| TO BE DONE |
**A.** Answer these from the 3-PG model text:
(i) How many of the parameters in Table 1 were set from field stand observations?
(ii) What initial foliage biomass value was used for Black pine?
(iii) What tree density does the thinning simulation reach in 2003?
**B.** Continue the 3-PG model text from its last sentence.

| SELECTED TEXT |
Species-specific properties and features are controlled in the 3-PG model by different parameters grouped into five main categories: (i) biomass partitioning and turnover; (ii) growth modifiers; (iii) stem mortality and self-thinning; (iv) canopy structure and processes; and (v) wood and stand properties. We used four methods to parameterize each of the four species-specific sections of the model. First, we used empirical observations from permanent plots established on our study sites (Hernandez-Clemente et al., 2011); second, we used Scots pine and Black pine data from the literature (Patenaude et al., 2008); third, default 3-PG parameters published for Scots pine (Landsberg et al., 2005) and for Black pine (Patenaude et al., 2008); and fourth, we varied the remaining parameters to fit model output to DBH observations (Table 1). Twelve of the 3-PG parameters in Table 1 were parameterized using field stand observations, two with data reported in the literature, and three parameters were parameterized by fitting DBH data. We used the default 3-PG values for the remaining 31 parameters (Table 1).

The initial stem (WS), root (WR), and foliage (WF) biomass were estimated based on seedling weight and plantation density, with values of WF=0.068/0.089 tons ha^–1, WR= 0.058/0.071 tons ha^–1, and WS=0.041/0.050 tons ha^–1 for Scots pineand Black pine respectively (Montero et al., 2005). Tree diameters and BAI were derived from dendrochronological data. We parameterized the 3-PG tree allometric equations using a nation-wide Scots pineand Black pinestem biomass equations (Montero et al., 2005) including stem weight W_s (kg) = 0.0215 * (DBH, cm)^2.7184 for Scots pine(R²=0.981), and W_s (kg) = 0.043808 * (DBH, cm)^2.4975 for Black pine(R²=0.989).

For the simulation model with adaptive silvicultural treatments (e.g. uniform thinning), we considered a density reduction from the initial 2000 trees ha^–1 (in 1973 or 1976) to 1400 trees ha^–1 (in 1980) and to 1000 trees ha^–1 (in 2003).

| ENTRIES SHOWN |
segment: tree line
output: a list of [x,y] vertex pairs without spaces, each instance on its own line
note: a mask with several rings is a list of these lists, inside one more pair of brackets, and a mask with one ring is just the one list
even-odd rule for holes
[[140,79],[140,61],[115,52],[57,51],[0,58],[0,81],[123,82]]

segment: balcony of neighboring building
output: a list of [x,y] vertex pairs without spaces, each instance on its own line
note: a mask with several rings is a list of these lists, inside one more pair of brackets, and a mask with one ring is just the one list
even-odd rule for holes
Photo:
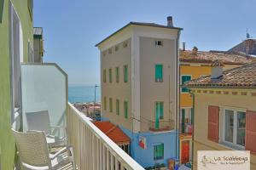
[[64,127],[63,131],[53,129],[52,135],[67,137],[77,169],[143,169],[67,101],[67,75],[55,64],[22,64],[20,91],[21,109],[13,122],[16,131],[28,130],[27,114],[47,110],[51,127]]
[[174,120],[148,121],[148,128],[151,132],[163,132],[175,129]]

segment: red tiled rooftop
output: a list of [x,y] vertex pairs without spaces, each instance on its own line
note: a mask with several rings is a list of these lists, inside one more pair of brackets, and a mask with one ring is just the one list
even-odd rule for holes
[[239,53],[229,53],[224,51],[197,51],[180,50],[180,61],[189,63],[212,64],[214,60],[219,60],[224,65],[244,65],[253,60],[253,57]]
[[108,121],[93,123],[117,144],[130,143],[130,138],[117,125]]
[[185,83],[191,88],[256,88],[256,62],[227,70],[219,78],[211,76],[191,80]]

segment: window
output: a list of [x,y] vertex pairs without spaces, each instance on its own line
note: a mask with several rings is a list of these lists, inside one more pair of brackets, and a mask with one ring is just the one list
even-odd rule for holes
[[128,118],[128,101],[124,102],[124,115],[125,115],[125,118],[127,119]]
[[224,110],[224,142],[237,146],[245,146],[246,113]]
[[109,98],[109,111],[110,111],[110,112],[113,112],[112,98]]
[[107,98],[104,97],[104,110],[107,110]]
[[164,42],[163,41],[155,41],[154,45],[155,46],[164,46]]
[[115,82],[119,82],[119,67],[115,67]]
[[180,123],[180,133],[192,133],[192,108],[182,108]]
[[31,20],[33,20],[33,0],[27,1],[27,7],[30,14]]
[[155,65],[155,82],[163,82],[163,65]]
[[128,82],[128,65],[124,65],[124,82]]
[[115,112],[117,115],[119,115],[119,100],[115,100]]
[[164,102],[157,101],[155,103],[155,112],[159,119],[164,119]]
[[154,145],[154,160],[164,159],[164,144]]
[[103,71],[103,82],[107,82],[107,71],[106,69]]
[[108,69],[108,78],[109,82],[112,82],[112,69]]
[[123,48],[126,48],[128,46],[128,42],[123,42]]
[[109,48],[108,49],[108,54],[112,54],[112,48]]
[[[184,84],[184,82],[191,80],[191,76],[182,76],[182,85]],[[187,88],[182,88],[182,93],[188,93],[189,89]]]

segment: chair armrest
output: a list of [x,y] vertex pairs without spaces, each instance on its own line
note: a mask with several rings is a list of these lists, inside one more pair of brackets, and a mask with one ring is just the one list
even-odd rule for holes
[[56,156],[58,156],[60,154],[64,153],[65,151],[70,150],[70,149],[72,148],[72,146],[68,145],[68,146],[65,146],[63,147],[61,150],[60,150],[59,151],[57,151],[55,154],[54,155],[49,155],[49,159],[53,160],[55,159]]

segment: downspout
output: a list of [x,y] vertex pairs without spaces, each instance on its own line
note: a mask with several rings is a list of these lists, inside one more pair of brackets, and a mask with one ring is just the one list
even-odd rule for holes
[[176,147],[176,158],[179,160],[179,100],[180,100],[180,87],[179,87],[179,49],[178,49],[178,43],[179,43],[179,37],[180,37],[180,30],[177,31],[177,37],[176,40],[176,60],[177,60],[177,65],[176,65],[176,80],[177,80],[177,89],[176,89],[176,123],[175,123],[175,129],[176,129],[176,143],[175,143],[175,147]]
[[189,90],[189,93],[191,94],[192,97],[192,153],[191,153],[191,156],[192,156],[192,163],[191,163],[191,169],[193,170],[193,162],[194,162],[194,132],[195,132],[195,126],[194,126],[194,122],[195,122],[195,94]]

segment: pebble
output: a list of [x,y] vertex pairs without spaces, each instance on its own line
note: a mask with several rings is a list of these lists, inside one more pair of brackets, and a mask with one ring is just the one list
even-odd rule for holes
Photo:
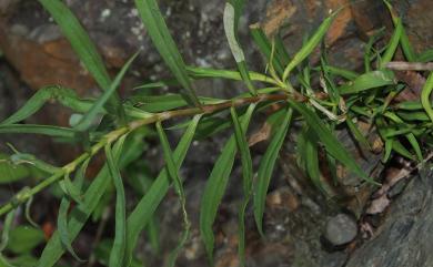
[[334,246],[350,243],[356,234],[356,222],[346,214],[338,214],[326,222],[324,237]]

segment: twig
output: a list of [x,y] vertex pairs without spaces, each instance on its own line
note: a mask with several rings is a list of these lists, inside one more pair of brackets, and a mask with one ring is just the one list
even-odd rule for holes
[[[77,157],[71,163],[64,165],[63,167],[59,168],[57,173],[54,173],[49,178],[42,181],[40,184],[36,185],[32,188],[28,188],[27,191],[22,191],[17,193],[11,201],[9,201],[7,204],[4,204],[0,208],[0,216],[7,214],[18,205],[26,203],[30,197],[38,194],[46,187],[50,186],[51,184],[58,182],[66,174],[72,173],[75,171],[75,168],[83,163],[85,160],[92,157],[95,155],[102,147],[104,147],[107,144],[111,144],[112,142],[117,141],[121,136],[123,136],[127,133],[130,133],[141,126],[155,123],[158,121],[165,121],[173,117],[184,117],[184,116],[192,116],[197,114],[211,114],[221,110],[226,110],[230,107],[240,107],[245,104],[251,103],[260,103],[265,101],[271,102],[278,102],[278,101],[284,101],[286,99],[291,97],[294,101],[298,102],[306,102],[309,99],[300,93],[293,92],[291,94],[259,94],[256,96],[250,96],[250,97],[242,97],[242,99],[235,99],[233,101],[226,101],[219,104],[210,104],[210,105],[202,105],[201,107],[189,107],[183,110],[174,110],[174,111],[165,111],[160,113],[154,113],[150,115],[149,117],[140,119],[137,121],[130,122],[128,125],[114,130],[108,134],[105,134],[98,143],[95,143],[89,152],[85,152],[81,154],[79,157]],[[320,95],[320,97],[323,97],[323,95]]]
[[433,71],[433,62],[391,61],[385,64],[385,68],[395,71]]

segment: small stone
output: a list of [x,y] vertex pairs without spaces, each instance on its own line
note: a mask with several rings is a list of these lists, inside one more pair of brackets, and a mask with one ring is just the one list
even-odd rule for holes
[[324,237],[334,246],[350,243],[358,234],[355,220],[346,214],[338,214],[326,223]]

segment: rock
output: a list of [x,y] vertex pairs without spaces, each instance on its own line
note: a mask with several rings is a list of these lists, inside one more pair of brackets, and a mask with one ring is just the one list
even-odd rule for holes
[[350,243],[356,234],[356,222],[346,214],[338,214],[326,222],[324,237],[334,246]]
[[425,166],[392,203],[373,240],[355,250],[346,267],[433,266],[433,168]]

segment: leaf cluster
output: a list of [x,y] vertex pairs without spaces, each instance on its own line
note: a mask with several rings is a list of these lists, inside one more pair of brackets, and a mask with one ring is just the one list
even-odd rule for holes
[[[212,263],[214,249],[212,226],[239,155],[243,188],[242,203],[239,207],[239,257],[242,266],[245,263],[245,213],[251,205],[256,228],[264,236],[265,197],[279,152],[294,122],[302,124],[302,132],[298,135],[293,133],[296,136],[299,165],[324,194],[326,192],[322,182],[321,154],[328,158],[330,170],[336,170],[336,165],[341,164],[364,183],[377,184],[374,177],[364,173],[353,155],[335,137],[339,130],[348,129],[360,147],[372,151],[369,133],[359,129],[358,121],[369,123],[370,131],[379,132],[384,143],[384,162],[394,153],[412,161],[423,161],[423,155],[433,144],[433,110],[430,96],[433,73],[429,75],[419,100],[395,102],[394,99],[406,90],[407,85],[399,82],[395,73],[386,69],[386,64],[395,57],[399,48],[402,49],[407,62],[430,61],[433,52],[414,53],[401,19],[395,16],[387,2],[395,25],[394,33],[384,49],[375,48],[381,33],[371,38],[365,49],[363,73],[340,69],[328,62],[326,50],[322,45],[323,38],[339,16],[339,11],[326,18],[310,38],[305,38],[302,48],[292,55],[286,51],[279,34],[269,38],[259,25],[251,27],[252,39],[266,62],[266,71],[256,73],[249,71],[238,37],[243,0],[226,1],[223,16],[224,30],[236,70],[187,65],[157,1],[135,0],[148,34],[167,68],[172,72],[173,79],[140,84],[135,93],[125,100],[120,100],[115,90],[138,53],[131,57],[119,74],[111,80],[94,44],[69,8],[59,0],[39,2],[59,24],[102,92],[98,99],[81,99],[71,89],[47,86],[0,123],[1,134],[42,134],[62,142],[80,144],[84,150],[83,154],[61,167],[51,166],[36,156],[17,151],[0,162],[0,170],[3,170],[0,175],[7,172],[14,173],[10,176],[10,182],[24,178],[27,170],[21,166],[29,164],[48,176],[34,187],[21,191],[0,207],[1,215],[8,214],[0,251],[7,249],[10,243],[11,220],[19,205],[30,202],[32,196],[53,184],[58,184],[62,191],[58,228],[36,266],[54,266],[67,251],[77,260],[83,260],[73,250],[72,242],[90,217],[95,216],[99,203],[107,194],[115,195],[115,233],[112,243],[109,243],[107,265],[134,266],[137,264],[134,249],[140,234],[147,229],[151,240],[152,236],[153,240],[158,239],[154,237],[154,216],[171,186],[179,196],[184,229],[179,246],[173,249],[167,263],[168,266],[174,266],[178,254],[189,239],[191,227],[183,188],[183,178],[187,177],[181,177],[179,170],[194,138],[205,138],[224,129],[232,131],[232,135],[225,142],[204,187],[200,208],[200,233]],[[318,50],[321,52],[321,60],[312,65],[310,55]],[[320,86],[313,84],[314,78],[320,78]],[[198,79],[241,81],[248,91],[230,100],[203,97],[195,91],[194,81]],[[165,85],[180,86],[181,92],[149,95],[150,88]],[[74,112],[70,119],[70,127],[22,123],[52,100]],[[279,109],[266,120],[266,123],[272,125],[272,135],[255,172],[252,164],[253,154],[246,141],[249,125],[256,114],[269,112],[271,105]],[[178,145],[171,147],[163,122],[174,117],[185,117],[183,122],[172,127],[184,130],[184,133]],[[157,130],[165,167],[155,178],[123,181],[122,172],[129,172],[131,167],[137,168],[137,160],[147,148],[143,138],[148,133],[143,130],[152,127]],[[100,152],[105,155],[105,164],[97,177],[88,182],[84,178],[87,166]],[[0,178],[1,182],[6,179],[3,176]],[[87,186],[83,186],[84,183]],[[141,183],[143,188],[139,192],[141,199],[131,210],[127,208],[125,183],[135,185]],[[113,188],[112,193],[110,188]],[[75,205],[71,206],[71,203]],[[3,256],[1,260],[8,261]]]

---

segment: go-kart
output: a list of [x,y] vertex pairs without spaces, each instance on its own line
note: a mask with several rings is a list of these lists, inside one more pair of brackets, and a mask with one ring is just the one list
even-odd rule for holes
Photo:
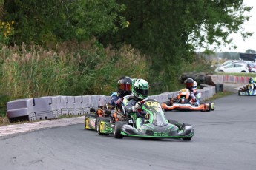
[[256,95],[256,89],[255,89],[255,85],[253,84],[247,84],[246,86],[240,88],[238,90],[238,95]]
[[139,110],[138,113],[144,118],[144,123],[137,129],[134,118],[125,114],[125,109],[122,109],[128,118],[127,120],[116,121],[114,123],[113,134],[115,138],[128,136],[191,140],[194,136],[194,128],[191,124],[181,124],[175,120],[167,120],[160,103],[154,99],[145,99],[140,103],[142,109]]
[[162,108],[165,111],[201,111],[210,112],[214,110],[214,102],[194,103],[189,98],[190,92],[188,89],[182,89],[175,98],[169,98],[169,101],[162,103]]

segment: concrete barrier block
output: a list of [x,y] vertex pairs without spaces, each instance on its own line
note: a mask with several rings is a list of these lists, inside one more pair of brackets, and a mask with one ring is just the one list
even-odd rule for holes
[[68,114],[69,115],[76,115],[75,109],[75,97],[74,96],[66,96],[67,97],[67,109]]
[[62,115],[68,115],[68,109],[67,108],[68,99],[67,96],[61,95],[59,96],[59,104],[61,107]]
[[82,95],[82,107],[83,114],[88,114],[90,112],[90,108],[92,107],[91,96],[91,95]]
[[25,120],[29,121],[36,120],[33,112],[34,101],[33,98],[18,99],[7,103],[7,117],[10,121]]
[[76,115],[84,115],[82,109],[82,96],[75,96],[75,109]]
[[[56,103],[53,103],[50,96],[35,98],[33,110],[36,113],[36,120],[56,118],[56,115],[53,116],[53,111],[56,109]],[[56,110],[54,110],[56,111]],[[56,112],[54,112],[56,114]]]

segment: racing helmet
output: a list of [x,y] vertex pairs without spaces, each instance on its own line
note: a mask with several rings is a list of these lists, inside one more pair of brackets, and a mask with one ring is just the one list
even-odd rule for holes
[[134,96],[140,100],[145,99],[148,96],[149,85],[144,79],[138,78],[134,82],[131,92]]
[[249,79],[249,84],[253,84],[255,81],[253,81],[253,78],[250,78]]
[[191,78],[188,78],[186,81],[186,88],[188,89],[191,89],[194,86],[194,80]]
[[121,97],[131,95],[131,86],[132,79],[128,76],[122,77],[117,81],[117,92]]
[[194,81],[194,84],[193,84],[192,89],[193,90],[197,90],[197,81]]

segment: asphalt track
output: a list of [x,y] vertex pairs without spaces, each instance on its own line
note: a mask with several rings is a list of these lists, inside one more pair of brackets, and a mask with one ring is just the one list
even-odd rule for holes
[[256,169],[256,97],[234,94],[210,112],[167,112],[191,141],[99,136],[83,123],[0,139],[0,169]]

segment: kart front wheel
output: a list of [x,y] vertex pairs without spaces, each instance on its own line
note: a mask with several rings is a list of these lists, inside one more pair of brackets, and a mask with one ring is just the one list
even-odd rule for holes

| ANSWER SET |
**A.**
(i) Twelve.
(ii) 0.089 tons ha^–1.
(iii) 1000 trees ha^–1.

**B.**
Model sensitivity analysis

Once, the model was calibrated using an initial set of parameters (Table 1) and tested against observations (healthy trees), we performed sensitivity analyses to assess the effects of defoliation on 3-PG predictions for decline areas. In order to assess the relative influence of different model parameters on model results related to forest decline (DBH and BAI), we selected seven of the 3-PG parameters, likely to be related to drought stress. These were (Table 1): stem partitioning ratio (pFS₂₀), maximum litterfall rate (γ_Fx), maximum canopy conductance (g_Cx), specific leaf area for mature aged stands (σ₁), age at which specific leaf area = ½ (σ₀ + σ₁), age at full canopy cover (t_c), and canopy boundary layer conductance (g_B). The initial values for these parameters was based on field observations (Figs. S2 and S3 [supplementaries]). These simulations were based on empirically changes (increase and decrease) of those seven 3-PG parameter values (Table 2) after a first drought period (1983; see Sánchez-Salguero et al. 2012a). For this analysis we used a 32 year (1973–2008) and a 29 year (1976–2008, Black pine) annual time series of DBH and BAI for Scots pine and Black pine, respectively. Finally, the 3-PG model structure enables to study management intervention. Therefore, it was used to evaluate the impact of different thinning intensities on Scots pineand Black pine growth. Specifically, simulations were conducted at two levels of thinning intensities (remove of 50% and 60% of trees).

Table 2. Sensitivity analysis results for Scots pineand Black pine in Sierra de los Filabres (Southern Spain) shown as DBH values at age 35 yr and 32 yr respectively , produced by the 3PG model assuming 20 and 40% decrease and increase of the value of eleven 3PG model parameters

The model version used in this study was the 3-PGpjs2.5 (Sands & Landsberg, 2001) which is implemented as a Microsoft Excel spreadsheet with a user-interface that facilitates data entry and interpretation of results (FS 599_ALL EX + ANS 2015RHW.xlsm).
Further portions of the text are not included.